##### EXCERPT TO READ #####
Secret Service directors have struggled to strike the right balance of agent oversight of the uniformed-division perimeter security operation, stretching limited staff. Another problem has been creating desirable career opportunities for uniformed officers, including indoor posts, without leaving the least-experienced officers to staff the first line of defense outside. But that night, one junior officer's decision began an unraveling that ultimately embarrassed the president.

"At the end of the day, the core, basic responsibility of uniformed division officers is security of the White House complex," said one former agent with experience in a previous administration, who requested anonymity in order to speak freely about the agency. "Agents are supposed to manage that, but they have yielded to pressure."

The pressure on that damp, chilly night was multiplied by hundreds of the president's friends, donors and esteemed guests. Tourists and polite policy advisers waiting for appointments is one thing, but a high-profile huddled mass including Sens. John Kerry and Chris Dodd and former secretary of state Colin Powell is another.

'Offended the president'
The officers, in effect, saw a threat to their own professional prospects. "They don't want to go to Timbuktu because they offended the president on the first big dinner," said Souder, who voted against subpoenaing the Salahis, in protest of both the White House refusal to make social secretary Rogers available to the committee and the way Democrats shut down an attempt to subpoena her.
##### ENTRIES SHOWN #####
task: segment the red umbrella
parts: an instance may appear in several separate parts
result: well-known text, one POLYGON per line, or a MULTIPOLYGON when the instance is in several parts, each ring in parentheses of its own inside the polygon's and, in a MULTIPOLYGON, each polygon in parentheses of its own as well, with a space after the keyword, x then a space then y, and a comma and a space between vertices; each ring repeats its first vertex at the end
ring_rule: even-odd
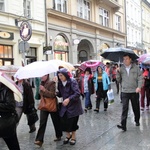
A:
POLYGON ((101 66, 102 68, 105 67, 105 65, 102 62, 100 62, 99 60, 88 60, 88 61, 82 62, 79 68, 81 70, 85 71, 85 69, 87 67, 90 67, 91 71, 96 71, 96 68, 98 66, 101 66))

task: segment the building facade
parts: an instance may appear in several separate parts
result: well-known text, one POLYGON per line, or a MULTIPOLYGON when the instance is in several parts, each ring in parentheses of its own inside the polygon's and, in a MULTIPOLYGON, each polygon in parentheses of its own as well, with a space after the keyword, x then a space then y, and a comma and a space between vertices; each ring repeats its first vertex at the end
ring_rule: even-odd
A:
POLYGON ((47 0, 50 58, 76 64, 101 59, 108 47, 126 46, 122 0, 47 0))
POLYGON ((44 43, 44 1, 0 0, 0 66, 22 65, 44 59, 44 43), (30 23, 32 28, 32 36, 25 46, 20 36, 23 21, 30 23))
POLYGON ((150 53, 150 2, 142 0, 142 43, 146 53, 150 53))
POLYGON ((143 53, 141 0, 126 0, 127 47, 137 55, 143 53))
#####
##### ENTRIES SHOWN #####
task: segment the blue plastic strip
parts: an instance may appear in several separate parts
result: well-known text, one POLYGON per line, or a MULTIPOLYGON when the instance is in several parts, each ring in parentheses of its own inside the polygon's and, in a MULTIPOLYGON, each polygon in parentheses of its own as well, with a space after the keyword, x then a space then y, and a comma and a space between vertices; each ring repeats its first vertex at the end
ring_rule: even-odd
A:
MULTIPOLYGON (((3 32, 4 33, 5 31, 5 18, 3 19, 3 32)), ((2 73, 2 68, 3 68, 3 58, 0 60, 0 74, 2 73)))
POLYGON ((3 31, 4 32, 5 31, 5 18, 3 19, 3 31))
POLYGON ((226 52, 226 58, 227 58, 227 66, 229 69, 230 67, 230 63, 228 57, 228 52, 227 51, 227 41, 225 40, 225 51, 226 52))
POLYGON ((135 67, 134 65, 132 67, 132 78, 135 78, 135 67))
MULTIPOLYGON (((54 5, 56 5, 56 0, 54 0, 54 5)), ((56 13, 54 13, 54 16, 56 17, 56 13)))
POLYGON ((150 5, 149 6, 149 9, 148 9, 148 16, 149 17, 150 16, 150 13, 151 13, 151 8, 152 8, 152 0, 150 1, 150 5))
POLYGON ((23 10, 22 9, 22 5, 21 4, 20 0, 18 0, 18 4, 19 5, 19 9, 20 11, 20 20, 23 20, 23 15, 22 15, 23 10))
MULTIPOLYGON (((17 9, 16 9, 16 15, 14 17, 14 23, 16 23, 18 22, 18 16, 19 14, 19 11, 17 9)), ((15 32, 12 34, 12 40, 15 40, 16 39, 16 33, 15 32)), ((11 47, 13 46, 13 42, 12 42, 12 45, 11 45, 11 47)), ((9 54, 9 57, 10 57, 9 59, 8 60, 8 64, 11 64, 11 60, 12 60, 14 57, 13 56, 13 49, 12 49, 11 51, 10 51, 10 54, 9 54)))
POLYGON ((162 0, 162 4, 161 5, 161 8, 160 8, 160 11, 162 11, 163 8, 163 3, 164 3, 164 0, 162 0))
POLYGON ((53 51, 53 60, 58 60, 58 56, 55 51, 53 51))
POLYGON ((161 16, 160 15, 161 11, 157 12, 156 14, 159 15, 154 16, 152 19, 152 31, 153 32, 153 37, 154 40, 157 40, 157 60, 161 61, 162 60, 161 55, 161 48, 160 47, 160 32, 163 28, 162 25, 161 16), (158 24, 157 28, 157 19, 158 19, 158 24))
#####
##### ENTRIES SHOWN #####
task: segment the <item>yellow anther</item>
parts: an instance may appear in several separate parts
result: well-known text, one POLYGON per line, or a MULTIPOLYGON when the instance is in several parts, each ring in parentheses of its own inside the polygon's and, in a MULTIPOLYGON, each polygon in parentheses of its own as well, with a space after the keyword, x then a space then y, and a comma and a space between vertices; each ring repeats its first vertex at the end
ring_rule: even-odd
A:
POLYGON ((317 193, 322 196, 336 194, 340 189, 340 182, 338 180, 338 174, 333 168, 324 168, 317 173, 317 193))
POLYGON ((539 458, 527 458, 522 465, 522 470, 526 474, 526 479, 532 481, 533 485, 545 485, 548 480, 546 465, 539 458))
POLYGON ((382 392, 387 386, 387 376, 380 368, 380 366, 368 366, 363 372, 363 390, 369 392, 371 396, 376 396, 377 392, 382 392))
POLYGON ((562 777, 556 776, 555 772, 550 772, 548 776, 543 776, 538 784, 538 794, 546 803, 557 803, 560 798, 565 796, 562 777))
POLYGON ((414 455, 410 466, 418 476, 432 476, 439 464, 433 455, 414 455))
#####
THE TASKS =>
- 1) In the article on White House security, who voted against subpoenaing the Salahis?
- 2) Translate this sentence from the article on White House security into Spanish: "The pressure on that damp, chilly night was multiplied by hundreds of the president's friends, donors and esteemed guests."
- 3) List the people the article on White House security names as part of the high-profile huddled mass.

TASK SOLUTIONS =>
- 1) Souder

- 2) La presión en esa noche húmeda y fría se vio multiplicada por cientos de amigos, donantes e invitados distinguidos del presidente.

- 3) John Kerry, Chris Dodd, Colin Powell